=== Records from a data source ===
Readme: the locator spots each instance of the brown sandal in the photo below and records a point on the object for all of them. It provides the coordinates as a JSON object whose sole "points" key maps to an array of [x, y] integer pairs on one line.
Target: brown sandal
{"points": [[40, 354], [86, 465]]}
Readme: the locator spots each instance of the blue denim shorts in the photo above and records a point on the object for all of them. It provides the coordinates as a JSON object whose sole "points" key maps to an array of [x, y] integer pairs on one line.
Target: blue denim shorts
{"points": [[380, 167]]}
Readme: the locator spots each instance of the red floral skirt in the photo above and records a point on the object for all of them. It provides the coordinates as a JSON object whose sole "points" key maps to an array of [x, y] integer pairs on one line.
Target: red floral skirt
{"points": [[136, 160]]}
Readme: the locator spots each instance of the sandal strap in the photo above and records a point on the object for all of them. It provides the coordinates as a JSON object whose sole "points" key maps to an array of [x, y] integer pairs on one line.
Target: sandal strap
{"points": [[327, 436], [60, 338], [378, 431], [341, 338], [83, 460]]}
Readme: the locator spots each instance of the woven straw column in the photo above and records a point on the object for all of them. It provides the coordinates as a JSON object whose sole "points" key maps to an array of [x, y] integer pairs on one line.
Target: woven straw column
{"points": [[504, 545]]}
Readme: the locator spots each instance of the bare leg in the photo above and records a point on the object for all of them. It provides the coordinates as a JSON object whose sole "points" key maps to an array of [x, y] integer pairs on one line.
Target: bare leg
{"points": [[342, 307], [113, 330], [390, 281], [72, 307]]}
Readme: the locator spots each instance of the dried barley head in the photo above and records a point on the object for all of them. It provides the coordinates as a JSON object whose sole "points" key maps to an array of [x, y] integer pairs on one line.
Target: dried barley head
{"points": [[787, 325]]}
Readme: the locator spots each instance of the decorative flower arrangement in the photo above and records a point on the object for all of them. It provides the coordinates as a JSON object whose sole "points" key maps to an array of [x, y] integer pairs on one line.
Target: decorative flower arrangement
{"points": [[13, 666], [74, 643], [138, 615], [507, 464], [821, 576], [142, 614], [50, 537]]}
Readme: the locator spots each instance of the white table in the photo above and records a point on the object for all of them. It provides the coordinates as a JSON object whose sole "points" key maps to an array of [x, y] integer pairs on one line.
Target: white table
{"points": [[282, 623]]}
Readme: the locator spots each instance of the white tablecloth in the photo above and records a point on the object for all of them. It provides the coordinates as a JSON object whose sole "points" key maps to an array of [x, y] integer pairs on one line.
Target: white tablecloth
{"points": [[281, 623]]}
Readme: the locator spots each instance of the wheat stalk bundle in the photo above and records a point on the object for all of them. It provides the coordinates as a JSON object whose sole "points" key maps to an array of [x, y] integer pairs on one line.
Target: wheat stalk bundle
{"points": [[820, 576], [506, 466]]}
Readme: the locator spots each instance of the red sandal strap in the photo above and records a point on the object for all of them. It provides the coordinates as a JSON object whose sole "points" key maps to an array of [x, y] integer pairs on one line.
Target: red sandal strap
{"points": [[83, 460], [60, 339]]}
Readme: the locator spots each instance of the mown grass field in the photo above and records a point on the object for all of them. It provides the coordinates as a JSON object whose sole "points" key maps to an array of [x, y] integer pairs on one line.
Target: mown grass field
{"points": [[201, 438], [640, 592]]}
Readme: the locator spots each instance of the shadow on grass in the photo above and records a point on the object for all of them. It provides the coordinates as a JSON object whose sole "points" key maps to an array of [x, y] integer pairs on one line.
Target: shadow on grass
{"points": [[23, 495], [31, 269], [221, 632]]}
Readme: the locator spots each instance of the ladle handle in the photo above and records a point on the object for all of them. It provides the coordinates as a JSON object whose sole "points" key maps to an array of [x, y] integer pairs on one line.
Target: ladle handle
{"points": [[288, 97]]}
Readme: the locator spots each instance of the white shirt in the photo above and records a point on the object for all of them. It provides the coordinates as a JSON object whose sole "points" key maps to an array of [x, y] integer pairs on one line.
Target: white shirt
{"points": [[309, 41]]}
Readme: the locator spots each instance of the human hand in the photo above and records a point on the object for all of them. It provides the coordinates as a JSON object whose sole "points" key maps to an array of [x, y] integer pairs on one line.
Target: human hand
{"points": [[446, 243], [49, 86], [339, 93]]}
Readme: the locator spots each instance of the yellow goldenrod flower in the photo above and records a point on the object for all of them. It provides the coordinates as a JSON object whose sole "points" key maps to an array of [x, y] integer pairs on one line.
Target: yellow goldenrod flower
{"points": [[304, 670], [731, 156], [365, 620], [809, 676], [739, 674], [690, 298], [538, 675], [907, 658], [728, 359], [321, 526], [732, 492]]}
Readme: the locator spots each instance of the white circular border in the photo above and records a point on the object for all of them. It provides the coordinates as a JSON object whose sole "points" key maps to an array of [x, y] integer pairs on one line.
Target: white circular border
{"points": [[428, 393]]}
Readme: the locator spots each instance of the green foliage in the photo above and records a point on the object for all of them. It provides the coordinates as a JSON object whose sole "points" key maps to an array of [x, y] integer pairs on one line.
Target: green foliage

=== EXERCISE REQUIREMENTS ===
Restate word for word the lines from the one holding "Readme: the locator spots each instance of the white circular" to the end of the listing, both ends included, and nothing more.

=== FINISHED EXERCISE ===
Readme: the locator spots each instance of the white circular border in the photo above and records a point on the object for all of them. It provides the coordinates as a JSON object whose sole "points" key maps to an array of [x, y] integer pairs on one line.
Target: white circular border
{"points": [[428, 393]]}
Readme: the locator spots each instance of the green foliage in the photo above and records a point on the object for all of them. It provides the coordinates as a JSON object whose sole "points" key maps to an array of [x, y] integer pairs on one line.
Target: green foliage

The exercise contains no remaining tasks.